» **DOCUMENT EXCERPT**
------------------------------------
[MF] the way forward for MoQ discussion lists

Valence valence10 at hotmail.com
Sat Nov 12 12:02:50 PST 2005


Hey all,
You know, I have to say that I think that this thread has been one of the
most interesting in recent memory.  Everyone is making great points and the
more I think about it, the more uncertain I've become about my own opinions.


SAM SAID
I have in mind this experiment done for putting paths across a town square
whereby there were no paths put in to begin with, but then, as people
crossed the green, they tended to take particular paths, which wore down the
grass and then became the 'official' paths - duly stamped by those in
authority.
------------------------------------
» **PROVIDED RECORDS**
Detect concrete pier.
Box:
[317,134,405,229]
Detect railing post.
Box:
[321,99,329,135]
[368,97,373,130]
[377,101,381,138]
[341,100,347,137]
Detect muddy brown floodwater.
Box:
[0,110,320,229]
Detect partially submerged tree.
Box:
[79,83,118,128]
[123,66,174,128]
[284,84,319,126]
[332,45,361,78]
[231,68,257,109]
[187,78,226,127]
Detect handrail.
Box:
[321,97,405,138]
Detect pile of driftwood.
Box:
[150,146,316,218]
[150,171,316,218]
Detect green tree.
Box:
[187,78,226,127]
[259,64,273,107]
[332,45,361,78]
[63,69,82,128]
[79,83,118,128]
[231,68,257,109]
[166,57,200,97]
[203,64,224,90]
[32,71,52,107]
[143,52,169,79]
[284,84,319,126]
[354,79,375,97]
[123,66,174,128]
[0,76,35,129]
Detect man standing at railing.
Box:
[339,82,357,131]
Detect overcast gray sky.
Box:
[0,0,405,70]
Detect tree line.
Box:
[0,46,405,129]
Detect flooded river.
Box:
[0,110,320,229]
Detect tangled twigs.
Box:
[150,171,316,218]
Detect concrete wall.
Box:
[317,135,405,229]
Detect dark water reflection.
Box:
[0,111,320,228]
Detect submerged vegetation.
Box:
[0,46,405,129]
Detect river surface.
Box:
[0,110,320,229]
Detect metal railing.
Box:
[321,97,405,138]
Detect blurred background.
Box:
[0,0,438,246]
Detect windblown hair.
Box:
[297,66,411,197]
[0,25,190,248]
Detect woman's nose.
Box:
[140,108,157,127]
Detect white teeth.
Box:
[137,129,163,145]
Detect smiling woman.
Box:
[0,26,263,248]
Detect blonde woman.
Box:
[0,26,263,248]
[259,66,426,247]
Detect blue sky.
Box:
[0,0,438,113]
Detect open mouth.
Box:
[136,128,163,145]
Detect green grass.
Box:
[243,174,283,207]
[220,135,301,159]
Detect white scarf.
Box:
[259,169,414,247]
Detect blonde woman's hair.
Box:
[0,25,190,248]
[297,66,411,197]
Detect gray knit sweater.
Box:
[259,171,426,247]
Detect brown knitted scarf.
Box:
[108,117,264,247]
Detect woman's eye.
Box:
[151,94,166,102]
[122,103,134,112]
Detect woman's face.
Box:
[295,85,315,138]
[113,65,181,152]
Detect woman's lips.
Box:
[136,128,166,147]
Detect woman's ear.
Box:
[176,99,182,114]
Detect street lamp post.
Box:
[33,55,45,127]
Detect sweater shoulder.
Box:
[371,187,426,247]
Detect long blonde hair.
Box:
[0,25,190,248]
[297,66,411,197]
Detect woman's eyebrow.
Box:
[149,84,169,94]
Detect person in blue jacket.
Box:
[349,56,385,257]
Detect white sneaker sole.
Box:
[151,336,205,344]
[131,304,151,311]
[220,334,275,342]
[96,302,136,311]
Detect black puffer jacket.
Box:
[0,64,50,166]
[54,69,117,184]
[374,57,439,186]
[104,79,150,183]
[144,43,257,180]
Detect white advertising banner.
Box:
------------------------------------
» **GIVEN PROBLEM 1**
In the mailing-list post, what did the paths worn into the town square's grass eventually become?
» **GIVEN PROBLEM 2**
Copy the rows between the line holding "Detect partially submerged tree." and the line holding "[339,82,357,131]", inclusive.

» **WORKED ANSWER 1**
They became the "official" paths, duly stamped by those in authority.

» **WORKED ANSWER 2**
Detect partially submerged tree.
Box:
[79,83,118,128]
[123,66,174,128]
[284,84,319,126]
[332,45,361,78]
[231,68,257,109]
[187,78,226,127]
Detect handrail.
Box:
[321,97,405,138]
Detect pile of driftwood.
Box:
[150,146,316,218]
[150,171,316,218]
Detect green tree.
Box:
[187,78,226,127]
[259,64,273,107]
[332,45,361,78]
[63,69,82,128]
[79,83,118,128]
[231,68,257,109]
[166,57,200,97]
[203,64,224,90]
[32,71,52,107]
[143,52,169,79]
[284,84,319,126]
[354,79,375,97]
[123,66,174,128]
[0,76,35,129]
Detect man standing at railing.
Box:
[339,82,357,131]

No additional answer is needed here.